Exercise details: Every entry is to be copied exactly as written, and the pictures are to be skipped.

-- Given data follows --

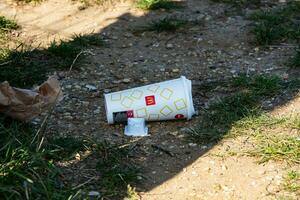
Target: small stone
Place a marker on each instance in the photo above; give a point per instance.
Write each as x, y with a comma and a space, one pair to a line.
107, 90
93, 194
69, 117
170, 46
85, 103
175, 70
126, 80
233, 71
91, 87
208, 17
192, 144
97, 111
77, 87
116, 81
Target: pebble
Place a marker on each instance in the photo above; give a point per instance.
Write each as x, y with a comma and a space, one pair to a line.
126, 80
176, 70
85, 103
170, 46
93, 194
77, 87
192, 144
97, 111
68, 86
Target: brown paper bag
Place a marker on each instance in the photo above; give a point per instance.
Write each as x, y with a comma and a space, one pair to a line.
25, 104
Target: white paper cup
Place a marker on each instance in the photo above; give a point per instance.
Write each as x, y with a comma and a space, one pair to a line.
168, 100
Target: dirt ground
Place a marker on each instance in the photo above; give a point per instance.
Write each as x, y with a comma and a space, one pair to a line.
217, 47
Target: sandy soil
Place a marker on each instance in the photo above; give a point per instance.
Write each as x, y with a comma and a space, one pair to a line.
215, 48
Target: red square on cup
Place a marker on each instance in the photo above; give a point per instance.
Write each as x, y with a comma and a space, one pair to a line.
130, 114
150, 100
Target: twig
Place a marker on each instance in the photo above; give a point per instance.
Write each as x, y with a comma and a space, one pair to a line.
5, 63
82, 184
77, 56
163, 150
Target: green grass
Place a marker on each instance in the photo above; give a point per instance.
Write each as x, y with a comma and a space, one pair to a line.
29, 165
167, 24
275, 147
158, 4
24, 171
296, 59
292, 182
277, 25
226, 115
7, 24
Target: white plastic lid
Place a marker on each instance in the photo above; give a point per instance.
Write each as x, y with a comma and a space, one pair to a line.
136, 127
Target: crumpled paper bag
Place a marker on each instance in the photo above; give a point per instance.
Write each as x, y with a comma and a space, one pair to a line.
26, 104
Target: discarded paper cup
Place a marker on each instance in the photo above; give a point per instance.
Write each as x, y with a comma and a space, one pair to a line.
167, 100
136, 127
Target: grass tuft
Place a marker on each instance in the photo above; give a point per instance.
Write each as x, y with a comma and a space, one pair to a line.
158, 4
167, 24
281, 148
7, 24
116, 168
296, 59
24, 171
26, 66
292, 182
277, 25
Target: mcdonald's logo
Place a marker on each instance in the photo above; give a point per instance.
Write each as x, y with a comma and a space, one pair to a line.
150, 100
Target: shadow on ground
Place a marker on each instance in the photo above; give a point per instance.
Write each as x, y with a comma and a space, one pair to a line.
143, 163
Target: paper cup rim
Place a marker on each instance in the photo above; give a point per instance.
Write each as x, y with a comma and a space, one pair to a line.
109, 116
188, 93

-- Given data concluded --

Problem solution:
Target: small stone
Place a marker on each instance in the photo above; give a point per instance.
Write each as x, y with a comma and a space, one pair to a line.
107, 90
93, 194
69, 117
170, 46
85, 103
175, 70
126, 80
233, 71
91, 87
208, 17
192, 144
97, 111
77, 87
116, 81
Target: pebble
Place a marker on each instance in the photo above; give a point per instance.
Write each as x, y with a comma and a space, one pair to a line.
126, 80
176, 70
85, 103
170, 46
93, 194
77, 87
192, 144
97, 111
68, 86
Target: brown paper bag
Place a marker on each instance in the photo above; give a point per instance.
Write each as x, y with a comma and a space, one pair to a line.
25, 104
Target: white paper cup
Place a marker on each instance in the photo above; give a point per instance.
Write each as x, y with a comma and a space, one pair to a line.
168, 100
Target: dirt ground
Place a marker on each instance in the photo above; give a point per instance.
Write each as x, y with a comma and a space, one pair to a line.
217, 47
Target: sandy soil
Place a marker on each instance in the photo above; give a point per instance.
Write each as x, y with a comma and a space, one pair to a line.
215, 48
Target: red square on cup
Place a marker on each instance in the photo above; give a point per instance.
Write each as x, y with a comma and a space, one pair to a line.
130, 114
150, 100
Target: twig
Place a marker on each instance in the photo above; give a point per instance.
Write each as x, y with a comma and a space, one pair to a line.
5, 63
82, 184
77, 56
163, 150
Target: green grass
Place a marker on each instance in the photo above; give a point per instance.
Write each as x, y with a comma and a space, one pair to a line.
29, 165
167, 24
275, 147
158, 4
24, 171
296, 59
292, 182
277, 25
226, 115
7, 24
Target: white plastic lid
Place a marker on each instance in the photo above; give a point per instance.
Write each as x, y with a comma and a space, one pair to a line.
136, 127
Target: crumpled paper bag
Place a marker on each instance in the photo above; give a point per instance.
Write each as x, y with a comma and a space, one pair to a line.
26, 104
Target: discarded paper cup
Place a marker on each instance in the photo above; give a point per instance.
Write each as x, y with a comma and a space, one pair to a line.
167, 100
136, 127
Target: grass tuft
Place a marker on each instance in the photo above; give a point per instance.
Write each as x, y with a comma and a space, one pair to a line.
158, 4
167, 24
281, 148
7, 24
116, 168
296, 59
24, 171
26, 66
292, 182
277, 25
Target: mcdonald's logo
Place a marker on each instance in the photo above; give a point per instance.
Write each as x, y with a comma and a space, one pair to a line.
150, 100
Target: shadow on ground
Place a marker on each instance in the photo above; give a point per instance.
Write each as x, y with a comma and a space, one pair to a line.
143, 163
Target: paper cup rim
Place a marker on each instance in the photo above; give a point per instance.
Write each as x, y with a comma and a space, one pair to a line.
109, 116
188, 93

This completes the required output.